**Provided text**
The People's Party government erected a monument commemorating the defeat of the rebellion in 1936, which became known as the Constitution Defense Monument. On 27 December 2018, the monument was removed without notice or explanation. Officials denied knowing anything about the removal. The removal marks the second time in two years that a monument in Thailand has been removed in secret and without explanation. In April 2017, a plaque commemorating the 1932 revolution that ended absolute monarchy disappeared from the Royal Plaza and was replaced with one extolling the monarchy.

On 24 June 2020, the 88th anniversary of the Revolution, saw commemorations of the event throughout Bangkok. The Royal Thai Army observed the date by hosting a Buddhist ceremony at the army's information centre and army headquarters praising the Boworadet rebellion. The army's statement included this: "The heroic deeds and sacrifice of Prince Boworadet and Phraya Si Sitthisongkhram deserved to be recognized as protectors of the monarchy institution and an attempt to ensure that Thailand has a truly democratic system." The army's view was that the People's Party was not only anti-democratic, but wanted to overthrow the monarch. The army's ceremony came two and half years after the mysterious removal of a monument commemorating the defeat of the Boworadet rebellion in the Lak Si area of Bangkok.

==See also==
- History of Thailand (1932-1973)
- Siamese Revolution of 1932
- Siamese coup d'état of 1933
- Wat Phra Si Mahathat

==Notes==
1. Phraya is a Thai noble rank. Although the revolution of 1932 ended absolute monarchy, noble ranks and titles were only abolished in 1942. Many people on both sides of the rebellion were thus identified by their nobility designations.

Region pointing data:
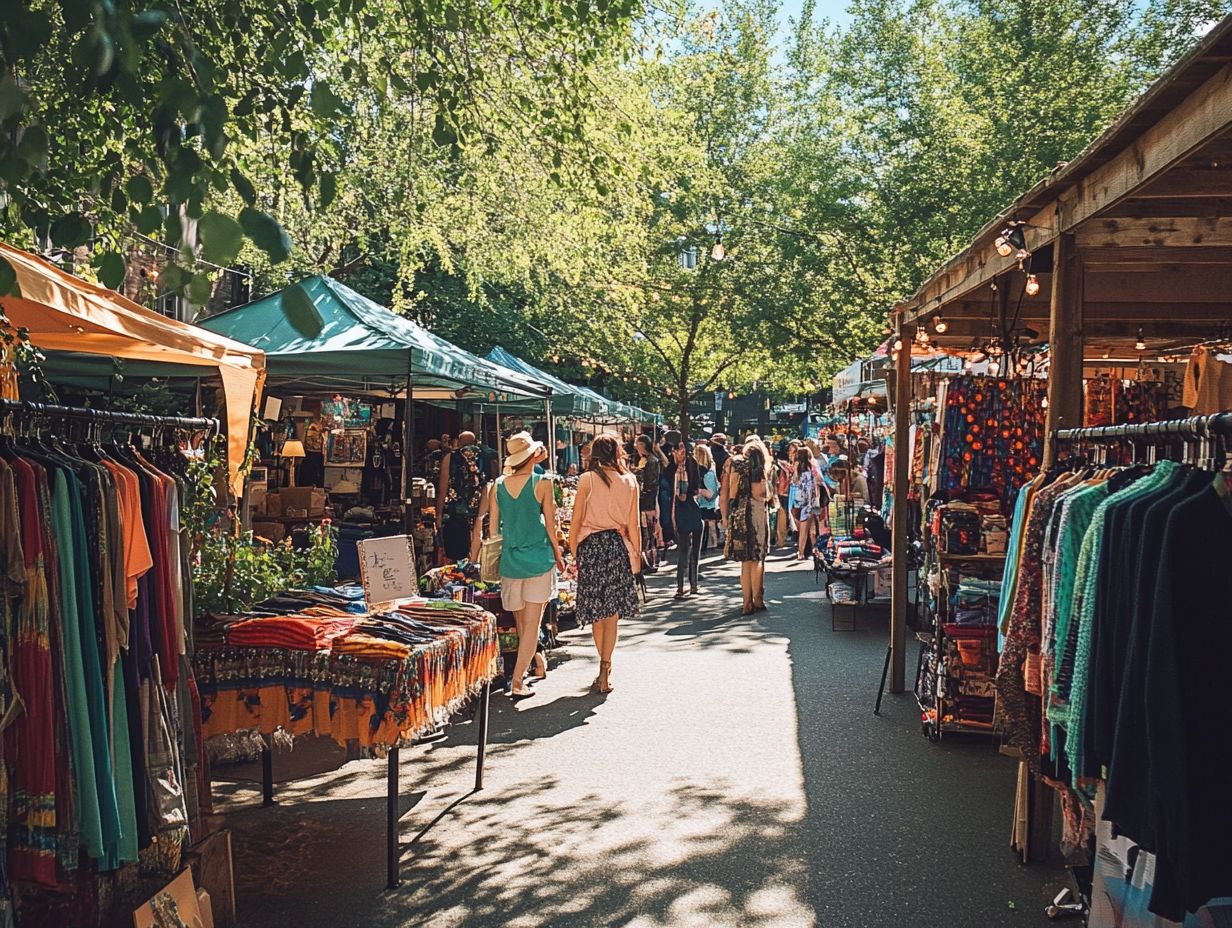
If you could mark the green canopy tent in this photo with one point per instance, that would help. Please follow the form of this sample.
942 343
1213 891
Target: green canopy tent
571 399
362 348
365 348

==

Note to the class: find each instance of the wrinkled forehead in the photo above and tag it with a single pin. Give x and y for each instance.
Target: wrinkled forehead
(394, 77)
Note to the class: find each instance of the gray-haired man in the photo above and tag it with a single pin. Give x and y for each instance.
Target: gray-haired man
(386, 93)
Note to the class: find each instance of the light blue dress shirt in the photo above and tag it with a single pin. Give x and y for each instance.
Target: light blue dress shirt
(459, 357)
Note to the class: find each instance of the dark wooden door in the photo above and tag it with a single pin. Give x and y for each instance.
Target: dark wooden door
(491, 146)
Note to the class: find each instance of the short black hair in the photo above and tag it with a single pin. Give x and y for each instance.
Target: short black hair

**Problem 1**
Please reproduce the part of the Boworadet rebellion passage that opens with the words containing "On 24 June 2020, the" and closes with "area of Bangkok.".
**Problem 2**
Summarize the Boworadet rebellion passage in two sentences.

**Problem solution 1**
On 24 June 2020, the 88th anniversary of the Revolution, saw commemorations of the event throughout Bangkok. The Royal Thai Army observed the date by hosting a Buddhist ceremony at the army's information centre and army headquarters praising the Boworadet rebellion. The army's statement included this: "The heroic deeds and sacrifice of Prince Boworadet and Phraya Si Sitthisongkhram deserved to be recognized as protectors of the monarchy institution and an attempt to ensure that Thailand has a truly democratic system." The army's view was that the People's Party was not only anti-democratic, but wanted to overthrow the monarch. The army's ceremony came two and half years after the mysterious removal of a monument commemorating the defeat of the Boworadet rebellion in the Lak Si area of Bangkok.

**Problem solution 2**
The Constitution Defense Monument, which the People's Party government erected to commemorate the defeat of the rebellion, was removed without notice or explanation on 27 December 2018, and officials denied knowing anything about the removal. On 24 June 2020, the 88th anniversary of the Revolution, the Royal Thai Army hosted a Buddhist ceremony praising the Boworadet rebellion and took the view that the People's Party was anti-democratic and wanted to overthrow the monarch.